::: Records for the exercise

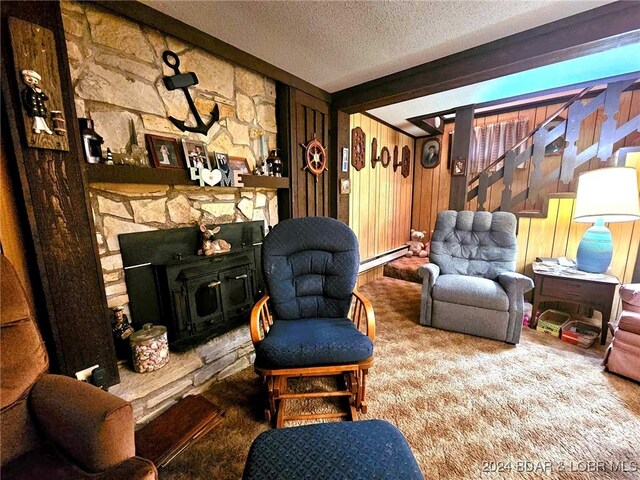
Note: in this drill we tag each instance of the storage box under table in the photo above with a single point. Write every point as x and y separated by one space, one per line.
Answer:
551 322
579 333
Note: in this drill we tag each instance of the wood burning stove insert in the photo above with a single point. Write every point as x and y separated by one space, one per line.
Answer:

::::::

▸ **Task goal**: All of the data above should be transcribed verbatim, with pictures omitted.

▸ **Solution for this problem**:
Note: in this drill we tag each instance of the storage box under table in the photo above with a single point. Write every point as x and y separated by one space, one per line.
Answer:
551 322
579 333
Note: in this drill we tag each instance of the wood burning stove insert in the photo above with a single point. Write every point as x and y separated by one space, one per line.
Answer:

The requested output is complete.